EXTRACTED DATA:
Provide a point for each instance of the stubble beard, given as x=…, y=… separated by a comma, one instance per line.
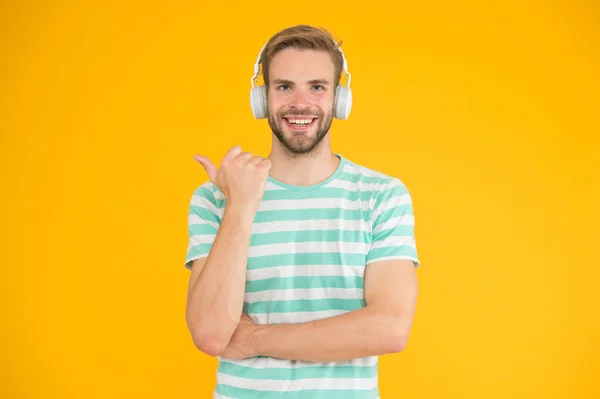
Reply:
x=300, y=145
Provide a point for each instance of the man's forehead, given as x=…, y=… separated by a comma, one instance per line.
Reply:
x=301, y=65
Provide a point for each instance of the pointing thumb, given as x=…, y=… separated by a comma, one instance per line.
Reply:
x=208, y=166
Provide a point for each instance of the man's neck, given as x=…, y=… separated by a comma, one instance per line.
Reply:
x=303, y=170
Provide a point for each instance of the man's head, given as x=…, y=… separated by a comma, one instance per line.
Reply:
x=302, y=66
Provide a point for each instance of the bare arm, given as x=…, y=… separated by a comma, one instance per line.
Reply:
x=216, y=289
x=381, y=327
x=217, y=283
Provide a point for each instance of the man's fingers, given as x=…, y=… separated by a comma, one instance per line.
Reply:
x=255, y=160
x=265, y=164
x=232, y=153
x=210, y=168
x=244, y=157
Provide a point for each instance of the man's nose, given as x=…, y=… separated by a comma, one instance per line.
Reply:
x=300, y=99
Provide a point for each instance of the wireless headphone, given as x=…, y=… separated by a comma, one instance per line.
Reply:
x=341, y=105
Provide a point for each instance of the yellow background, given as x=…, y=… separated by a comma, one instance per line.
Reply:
x=489, y=113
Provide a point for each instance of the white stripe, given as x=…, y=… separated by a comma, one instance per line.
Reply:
x=295, y=317
x=313, y=203
x=275, y=363
x=273, y=186
x=304, y=293
x=202, y=239
x=393, y=257
x=204, y=203
x=361, y=170
x=317, y=224
x=217, y=395
x=311, y=246
x=394, y=242
x=195, y=220
x=304, y=270
x=297, y=385
x=356, y=186
x=391, y=203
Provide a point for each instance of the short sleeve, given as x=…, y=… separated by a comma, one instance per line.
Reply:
x=204, y=219
x=393, y=234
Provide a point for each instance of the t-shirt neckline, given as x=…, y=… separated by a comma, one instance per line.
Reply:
x=333, y=176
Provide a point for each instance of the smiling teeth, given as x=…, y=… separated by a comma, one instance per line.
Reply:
x=300, y=121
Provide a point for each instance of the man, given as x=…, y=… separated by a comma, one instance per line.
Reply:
x=302, y=263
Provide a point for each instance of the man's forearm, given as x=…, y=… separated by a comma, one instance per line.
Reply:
x=360, y=333
x=216, y=298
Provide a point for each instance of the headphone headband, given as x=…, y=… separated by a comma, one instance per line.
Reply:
x=257, y=65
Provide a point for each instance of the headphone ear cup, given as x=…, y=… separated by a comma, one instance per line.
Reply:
x=343, y=102
x=258, y=102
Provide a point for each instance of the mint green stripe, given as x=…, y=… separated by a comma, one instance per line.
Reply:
x=309, y=258
x=324, y=192
x=396, y=231
x=311, y=235
x=358, y=177
x=397, y=211
x=310, y=214
x=306, y=394
x=299, y=372
x=202, y=229
x=204, y=213
x=383, y=252
x=303, y=305
x=204, y=192
x=200, y=249
x=285, y=283
x=193, y=253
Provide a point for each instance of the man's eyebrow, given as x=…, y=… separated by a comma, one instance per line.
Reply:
x=318, y=82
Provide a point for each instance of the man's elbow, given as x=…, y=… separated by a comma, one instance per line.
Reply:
x=397, y=339
x=209, y=344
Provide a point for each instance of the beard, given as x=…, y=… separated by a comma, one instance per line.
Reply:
x=300, y=144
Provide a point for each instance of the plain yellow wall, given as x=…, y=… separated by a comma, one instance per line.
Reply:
x=488, y=113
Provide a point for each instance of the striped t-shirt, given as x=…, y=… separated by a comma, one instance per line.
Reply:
x=308, y=252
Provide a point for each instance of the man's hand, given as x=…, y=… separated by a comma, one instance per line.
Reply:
x=242, y=177
x=241, y=345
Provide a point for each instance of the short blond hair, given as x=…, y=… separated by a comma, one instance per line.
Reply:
x=303, y=37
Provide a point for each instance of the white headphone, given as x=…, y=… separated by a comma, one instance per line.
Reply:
x=341, y=105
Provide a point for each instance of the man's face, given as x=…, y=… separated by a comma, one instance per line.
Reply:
x=300, y=98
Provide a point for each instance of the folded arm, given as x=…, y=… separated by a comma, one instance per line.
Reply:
x=380, y=328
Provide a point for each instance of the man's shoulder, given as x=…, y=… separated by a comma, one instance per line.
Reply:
x=375, y=178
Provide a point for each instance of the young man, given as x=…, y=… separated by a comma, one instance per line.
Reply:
x=302, y=263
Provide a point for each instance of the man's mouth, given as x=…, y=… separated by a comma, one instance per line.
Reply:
x=303, y=123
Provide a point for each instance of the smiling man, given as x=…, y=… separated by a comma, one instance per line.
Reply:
x=302, y=263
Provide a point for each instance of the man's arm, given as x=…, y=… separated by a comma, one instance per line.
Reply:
x=216, y=287
x=382, y=327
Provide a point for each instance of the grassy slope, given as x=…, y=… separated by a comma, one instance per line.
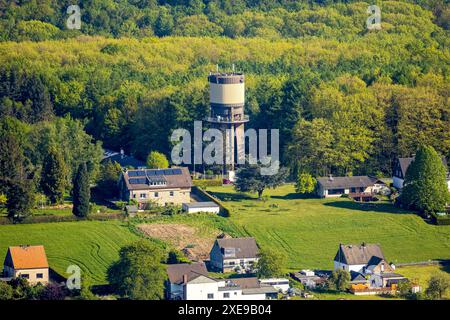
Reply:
x=92, y=245
x=310, y=230
x=422, y=274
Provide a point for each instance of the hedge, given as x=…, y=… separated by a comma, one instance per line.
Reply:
x=65, y=218
x=226, y=212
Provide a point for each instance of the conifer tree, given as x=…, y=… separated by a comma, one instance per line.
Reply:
x=425, y=187
x=53, y=177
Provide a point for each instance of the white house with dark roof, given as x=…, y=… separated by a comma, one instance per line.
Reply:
x=157, y=186
x=357, y=257
x=399, y=171
x=192, y=282
x=234, y=254
x=27, y=262
x=367, y=266
x=337, y=186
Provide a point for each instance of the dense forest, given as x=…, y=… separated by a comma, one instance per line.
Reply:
x=346, y=100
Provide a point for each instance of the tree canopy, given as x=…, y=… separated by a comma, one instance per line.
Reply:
x=425, y=185
x=139, y=273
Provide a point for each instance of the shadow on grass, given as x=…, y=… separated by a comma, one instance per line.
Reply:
x=294, y=196
x=365, y=206
x=445, y=266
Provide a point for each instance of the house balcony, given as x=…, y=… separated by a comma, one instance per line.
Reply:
x=228, y=120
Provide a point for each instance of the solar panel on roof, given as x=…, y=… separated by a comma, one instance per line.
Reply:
x=137, y=181
x=133, y=181
x=139, y=173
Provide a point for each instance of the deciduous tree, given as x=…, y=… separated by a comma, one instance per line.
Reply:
x=139, y=273
x=81, y=192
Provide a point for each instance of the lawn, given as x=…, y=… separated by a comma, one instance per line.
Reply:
x=310, y=230
x=421, y=274
x=92, y=245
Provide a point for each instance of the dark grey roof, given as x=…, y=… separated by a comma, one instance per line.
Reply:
x=391, y=275
x=243, y=247
x=357, y=277
x=132, y=208
x=358, y=254
x=142, y=179
x=347, y=182
x=191, y=270
x=207, y=204
x=246, y=283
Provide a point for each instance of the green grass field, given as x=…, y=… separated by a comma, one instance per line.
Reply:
x=310, y=230
x=92, y=245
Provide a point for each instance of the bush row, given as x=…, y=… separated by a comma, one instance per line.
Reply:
x=61, y=218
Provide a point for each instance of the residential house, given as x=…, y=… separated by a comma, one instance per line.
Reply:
x=156, y=186
x=281, y=284
x=180, y=274
x=28, y=262
x=357, y=257
x=234, y=254
x=191, y=282
x=311, y=279
x=357, y=186
x=400, y=167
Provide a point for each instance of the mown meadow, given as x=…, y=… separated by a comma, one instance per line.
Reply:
x=310, y=230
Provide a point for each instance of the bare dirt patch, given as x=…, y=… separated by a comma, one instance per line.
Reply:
x=186, y=238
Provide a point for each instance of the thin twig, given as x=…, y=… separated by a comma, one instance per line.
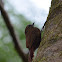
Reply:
x=13, y=34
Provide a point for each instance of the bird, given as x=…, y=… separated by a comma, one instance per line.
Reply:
x=33, y=39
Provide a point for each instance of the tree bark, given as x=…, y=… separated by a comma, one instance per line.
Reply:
x=50, y=49
x=13, y=34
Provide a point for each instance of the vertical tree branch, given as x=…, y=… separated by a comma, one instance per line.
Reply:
x=13, y=35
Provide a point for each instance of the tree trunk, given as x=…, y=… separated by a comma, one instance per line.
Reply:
x=50, y=49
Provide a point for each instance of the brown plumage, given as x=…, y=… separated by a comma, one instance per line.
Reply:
x=33, y=38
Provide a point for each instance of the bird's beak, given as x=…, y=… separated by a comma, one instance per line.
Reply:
x=33, y=24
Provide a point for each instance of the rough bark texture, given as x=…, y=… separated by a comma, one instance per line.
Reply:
x=50, y=49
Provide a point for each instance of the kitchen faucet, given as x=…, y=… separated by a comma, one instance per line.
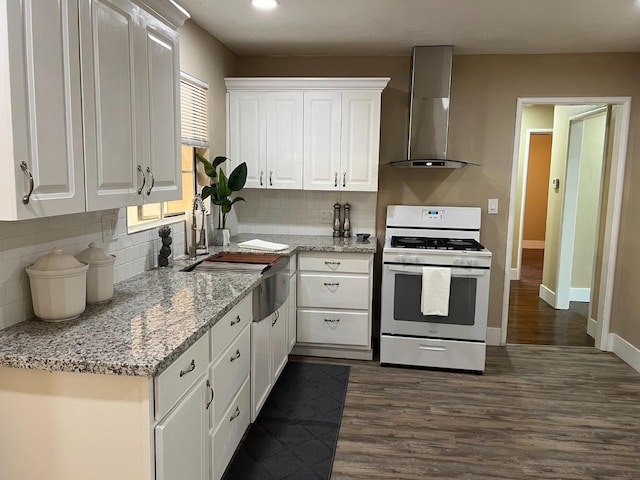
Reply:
x=197, y=243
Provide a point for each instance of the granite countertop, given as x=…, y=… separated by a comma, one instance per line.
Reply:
x=151, y=319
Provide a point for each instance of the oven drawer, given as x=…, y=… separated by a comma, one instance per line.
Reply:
x=333, y=291
x=333, y=327
x=429, y=352
x=339, y=263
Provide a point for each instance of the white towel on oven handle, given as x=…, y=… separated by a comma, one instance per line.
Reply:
x=436, y=285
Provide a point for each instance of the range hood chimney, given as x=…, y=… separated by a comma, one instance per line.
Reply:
x=429, y=109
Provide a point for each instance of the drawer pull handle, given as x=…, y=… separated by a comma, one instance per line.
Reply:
x=144, y=180
x=235, y=357
x=153, y=181
x=192, y=367
x=235, y=415
x=212, y=395
x=25, y=169
x=432, y=349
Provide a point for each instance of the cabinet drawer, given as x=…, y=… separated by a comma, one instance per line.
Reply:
x=333, y=291
x=334, y=327
x=230, y=325
x=227, y=437
x=174, y=382
x=229, y=372
x=327, y=262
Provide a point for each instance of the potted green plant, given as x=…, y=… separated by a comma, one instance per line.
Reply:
x=220, y=191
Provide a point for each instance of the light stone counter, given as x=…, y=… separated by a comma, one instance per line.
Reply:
x=152, y=318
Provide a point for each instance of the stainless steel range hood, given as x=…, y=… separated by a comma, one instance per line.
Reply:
x=429, y=110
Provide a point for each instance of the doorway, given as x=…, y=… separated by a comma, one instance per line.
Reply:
x=604, y=217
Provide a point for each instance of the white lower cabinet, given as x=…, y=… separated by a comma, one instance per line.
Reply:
x=181, y=437
x=230, y=430
x=269, y=355
x=334, y=305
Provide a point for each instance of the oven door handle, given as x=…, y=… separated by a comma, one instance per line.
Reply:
x=455, y=272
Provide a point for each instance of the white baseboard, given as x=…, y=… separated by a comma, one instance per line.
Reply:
x=533, y=244
x=580, y=295
x=627, y=352
x=493, y=336
x=547, y=295
x=515, y=274
x=591, y=327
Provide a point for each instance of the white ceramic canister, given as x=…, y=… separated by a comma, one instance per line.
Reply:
x=58, y=286
x=100, y=274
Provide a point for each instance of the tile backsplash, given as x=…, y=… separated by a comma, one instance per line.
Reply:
x=22, y=242
x=297, y=212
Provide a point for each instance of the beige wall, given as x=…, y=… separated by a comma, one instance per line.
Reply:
x=533, y=117
x=485, y=89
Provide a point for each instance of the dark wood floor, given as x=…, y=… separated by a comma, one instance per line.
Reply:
x=532, y=321
x=537, y=412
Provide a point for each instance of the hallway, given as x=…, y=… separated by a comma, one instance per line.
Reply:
x=532, y=321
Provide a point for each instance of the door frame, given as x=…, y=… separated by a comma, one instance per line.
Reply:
x=523, y=194
x=569, y=213
x=614, y=207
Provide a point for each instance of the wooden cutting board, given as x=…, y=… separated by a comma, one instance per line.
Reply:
x=242, y=257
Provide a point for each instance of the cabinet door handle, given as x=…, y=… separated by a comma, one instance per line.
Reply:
x=153, y=181
x=144, y=180
x=212, y=395
x=235, y=357
x=191, y=368
x=25, y=169
x=235, y=415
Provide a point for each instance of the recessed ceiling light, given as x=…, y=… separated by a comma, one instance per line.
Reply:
x=265, y=4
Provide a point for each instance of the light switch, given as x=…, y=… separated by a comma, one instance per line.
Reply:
x=493, y=206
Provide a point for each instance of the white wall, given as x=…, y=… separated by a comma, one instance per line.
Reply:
x=22, y=242
x=297, y=212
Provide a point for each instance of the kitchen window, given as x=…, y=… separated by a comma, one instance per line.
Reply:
x=194, y=119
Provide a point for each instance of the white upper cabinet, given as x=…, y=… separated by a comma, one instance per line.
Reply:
x=322, y=140
x=89, y=94
x=131, y=138
x=247, y=134
x=284, y=139
x=310, y=133
x=265, y=131
x=360, y=141
x=40, y=104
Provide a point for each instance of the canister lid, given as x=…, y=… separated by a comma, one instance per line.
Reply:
x=94, y=255
x=56, y=261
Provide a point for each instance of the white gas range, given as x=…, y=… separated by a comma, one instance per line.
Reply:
x=444, y=241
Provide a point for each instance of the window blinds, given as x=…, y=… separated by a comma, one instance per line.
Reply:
x=194, y=111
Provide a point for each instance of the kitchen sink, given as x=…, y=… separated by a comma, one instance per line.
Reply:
x=272, y=292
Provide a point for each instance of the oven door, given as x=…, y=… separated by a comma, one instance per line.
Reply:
x=468, y=303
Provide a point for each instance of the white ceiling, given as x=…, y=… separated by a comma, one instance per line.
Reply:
x=392, y=27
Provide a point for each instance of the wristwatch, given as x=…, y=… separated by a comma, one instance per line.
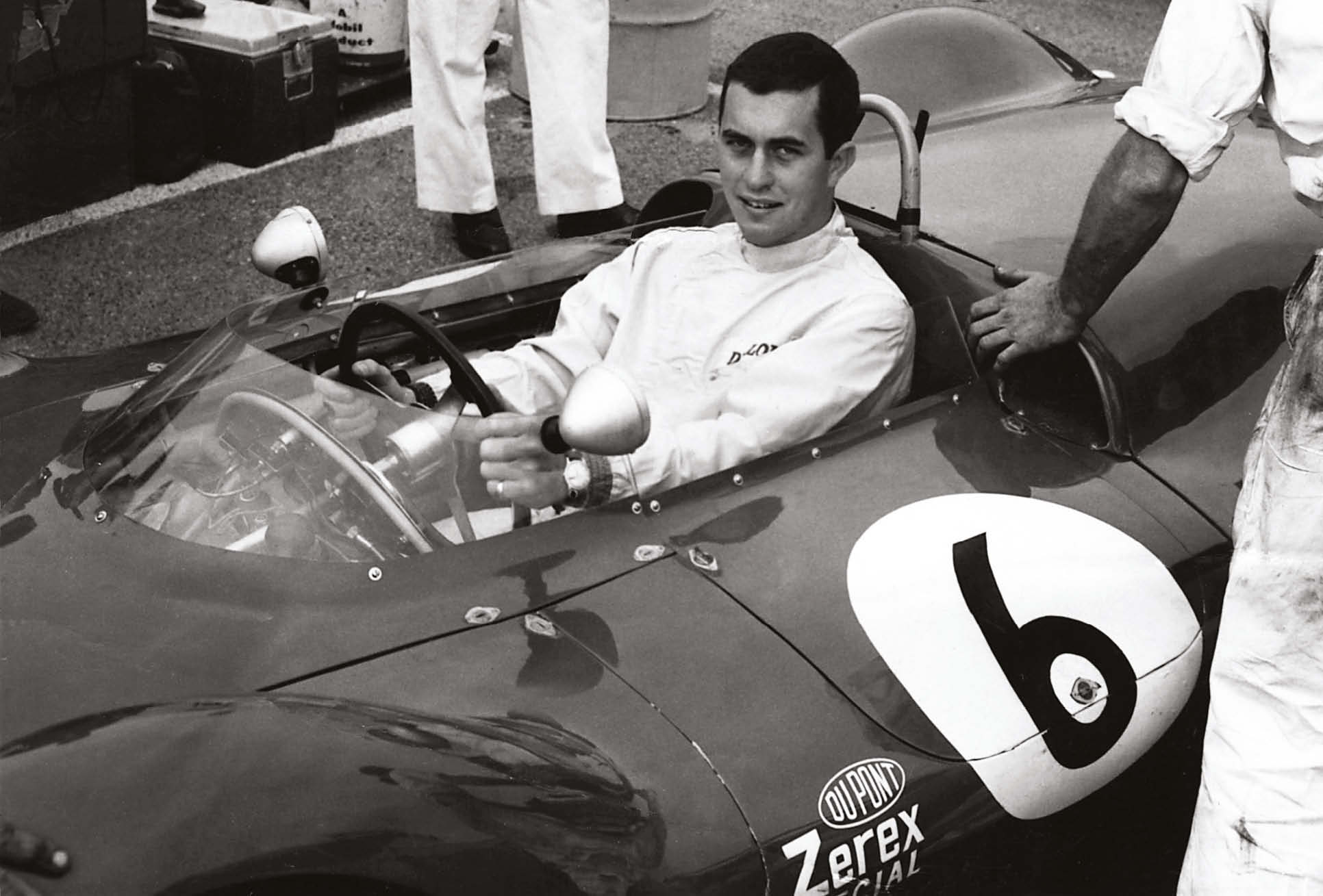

TASK OBJECTIVE:
Rewrite the items from the start through the line that contains "x=303, y=170" as a Markdown table with the columns Row and Line, one row per line and blank lines left out. Leave the picture out of the table.

OUTPUT:
| Row | Line |
|---|---|
| 1 | Provide a point for each instance of the stubble beard, given as x=…, y=… separated by a comma, one instance per line. |
| 2 | Reply: |
| 3 | x=300, y=145 |
| 4 | Provide a point for each instance of the man's forehead, given as x=…, y=… separated by a comma, one instance per line. |
| 5 | Reply: |
| 6 | x=301, y=65 |
| 7 | Provide a point for each instance of the pointing thumb, given as x=…, y=… separated by a comma, one instance per line. |
| 8 | Reply: |
| 9 | x=208, y=166 |
| 10 | Provide a point for each instance of the man's neck, given as x=…, y=… separated by a comma, one instance per line. |
| 11 | Reply: |
| 12 | x=303, y=170 |